REQUIRED TASK |
Pull out every line in the records below that contains the word "outline".

-------- EXCERPTED RECORDS --------

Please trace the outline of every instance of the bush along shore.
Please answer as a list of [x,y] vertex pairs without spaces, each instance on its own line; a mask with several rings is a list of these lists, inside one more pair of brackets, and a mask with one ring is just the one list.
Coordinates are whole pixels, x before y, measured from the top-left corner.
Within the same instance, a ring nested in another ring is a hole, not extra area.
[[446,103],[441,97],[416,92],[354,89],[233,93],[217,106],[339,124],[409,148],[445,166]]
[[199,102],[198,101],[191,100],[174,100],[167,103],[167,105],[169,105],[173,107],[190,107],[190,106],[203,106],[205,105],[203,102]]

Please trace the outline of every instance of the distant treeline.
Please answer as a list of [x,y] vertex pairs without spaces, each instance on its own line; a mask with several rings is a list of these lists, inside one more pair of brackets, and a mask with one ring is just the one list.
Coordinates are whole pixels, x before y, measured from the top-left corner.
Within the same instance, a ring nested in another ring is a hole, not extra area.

--------
-------- EXCERPTED RECORDS --------

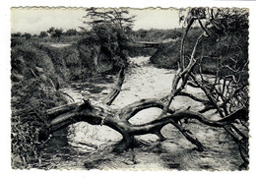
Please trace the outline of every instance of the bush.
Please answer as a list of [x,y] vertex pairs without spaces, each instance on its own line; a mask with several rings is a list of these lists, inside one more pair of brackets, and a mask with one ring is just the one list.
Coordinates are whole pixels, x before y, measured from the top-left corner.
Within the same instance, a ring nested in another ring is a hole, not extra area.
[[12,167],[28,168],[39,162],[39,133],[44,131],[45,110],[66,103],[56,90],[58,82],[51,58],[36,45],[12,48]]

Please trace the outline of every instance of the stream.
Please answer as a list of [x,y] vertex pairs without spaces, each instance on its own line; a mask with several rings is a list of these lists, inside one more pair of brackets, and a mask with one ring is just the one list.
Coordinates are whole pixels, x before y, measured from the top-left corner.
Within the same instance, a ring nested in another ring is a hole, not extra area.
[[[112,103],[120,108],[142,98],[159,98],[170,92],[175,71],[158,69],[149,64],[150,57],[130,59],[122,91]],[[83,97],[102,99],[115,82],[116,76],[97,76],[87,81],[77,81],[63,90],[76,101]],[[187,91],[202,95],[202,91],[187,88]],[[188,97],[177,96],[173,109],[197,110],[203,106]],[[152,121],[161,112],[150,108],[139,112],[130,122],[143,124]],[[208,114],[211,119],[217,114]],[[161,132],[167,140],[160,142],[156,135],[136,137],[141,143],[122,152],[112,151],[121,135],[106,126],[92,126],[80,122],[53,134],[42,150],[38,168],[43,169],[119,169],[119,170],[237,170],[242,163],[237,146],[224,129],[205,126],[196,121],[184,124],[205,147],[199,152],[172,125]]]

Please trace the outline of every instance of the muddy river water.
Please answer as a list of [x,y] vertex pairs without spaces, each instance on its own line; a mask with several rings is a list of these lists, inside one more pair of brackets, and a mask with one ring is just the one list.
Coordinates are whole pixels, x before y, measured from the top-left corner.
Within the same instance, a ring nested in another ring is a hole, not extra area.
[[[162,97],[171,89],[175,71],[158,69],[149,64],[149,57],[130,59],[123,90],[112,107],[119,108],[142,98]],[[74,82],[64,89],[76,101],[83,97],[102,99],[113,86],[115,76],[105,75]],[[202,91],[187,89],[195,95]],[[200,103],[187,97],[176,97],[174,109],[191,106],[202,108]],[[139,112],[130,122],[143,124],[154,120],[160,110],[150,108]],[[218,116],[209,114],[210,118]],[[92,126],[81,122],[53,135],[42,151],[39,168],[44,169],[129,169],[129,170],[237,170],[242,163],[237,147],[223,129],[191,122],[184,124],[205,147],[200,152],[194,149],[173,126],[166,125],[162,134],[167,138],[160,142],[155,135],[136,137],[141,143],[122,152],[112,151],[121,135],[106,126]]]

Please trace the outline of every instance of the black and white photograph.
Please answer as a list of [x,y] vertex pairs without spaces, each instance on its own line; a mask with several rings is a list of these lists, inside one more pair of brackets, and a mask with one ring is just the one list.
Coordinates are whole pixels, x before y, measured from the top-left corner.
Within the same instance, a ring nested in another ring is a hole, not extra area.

--------
-------- EXCERPTED RECORDS --------

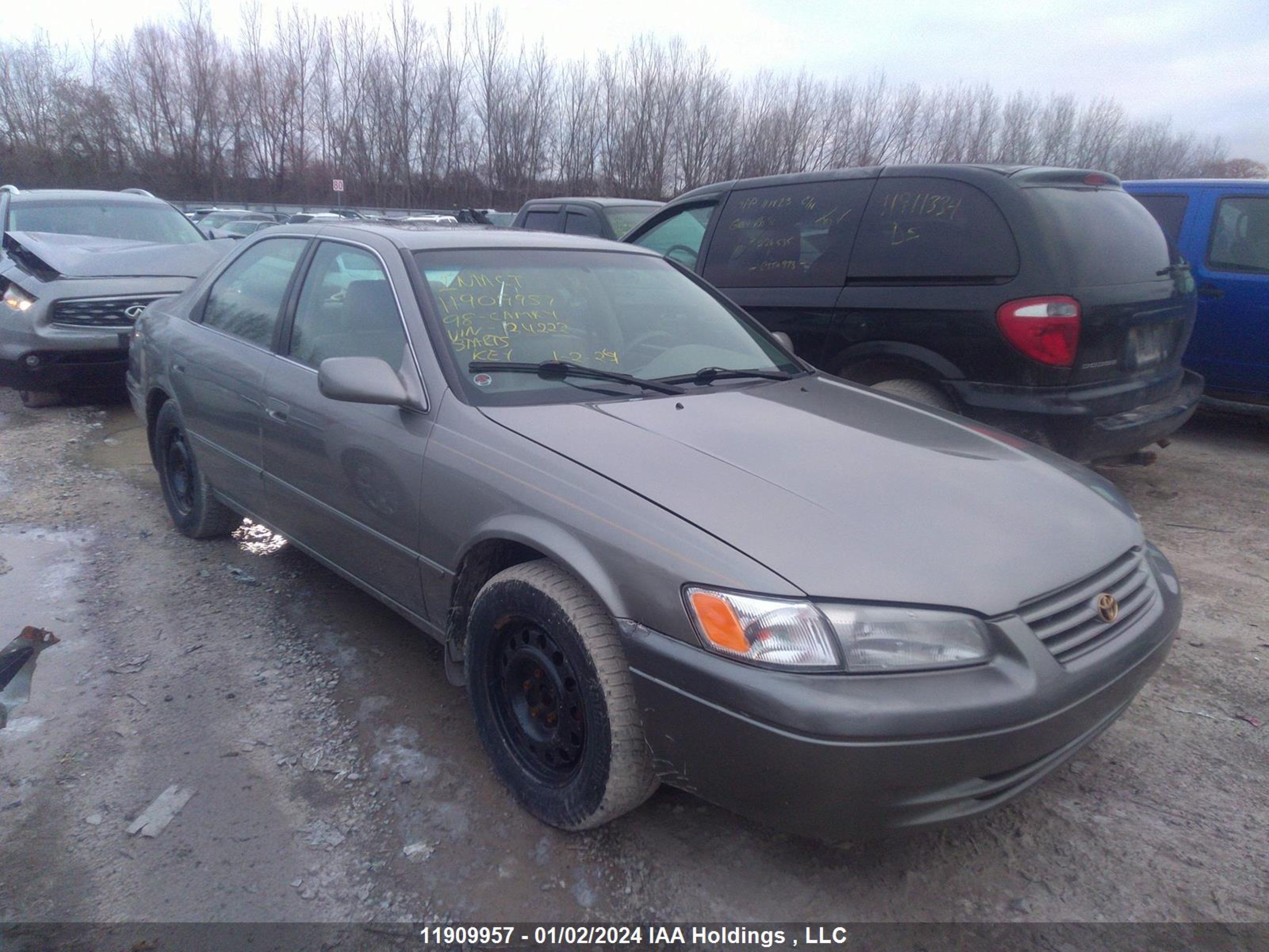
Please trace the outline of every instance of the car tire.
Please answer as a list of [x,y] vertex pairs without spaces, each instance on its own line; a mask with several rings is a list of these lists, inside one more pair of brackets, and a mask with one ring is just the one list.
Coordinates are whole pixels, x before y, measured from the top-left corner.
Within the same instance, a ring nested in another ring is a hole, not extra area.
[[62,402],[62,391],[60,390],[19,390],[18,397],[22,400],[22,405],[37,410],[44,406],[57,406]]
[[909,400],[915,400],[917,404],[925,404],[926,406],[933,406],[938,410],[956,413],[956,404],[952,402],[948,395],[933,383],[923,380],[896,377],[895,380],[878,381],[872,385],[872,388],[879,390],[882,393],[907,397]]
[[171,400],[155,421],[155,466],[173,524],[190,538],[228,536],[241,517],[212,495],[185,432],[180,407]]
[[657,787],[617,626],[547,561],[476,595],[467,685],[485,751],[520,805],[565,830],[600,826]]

--------

TASK SOLUTION |
Please trace the outline of every instance of the bush along shore.
Please trace the outline of every instance of the distant treeline.
Please trace the outline of every instance of the bush.
Please trace the outline of every instance of the stream.
Please trace the outline of every instance of the muddy river water.
Please trace the outline of every instance of the black and white photograph.
Please trace the outline of every instance of the car tire.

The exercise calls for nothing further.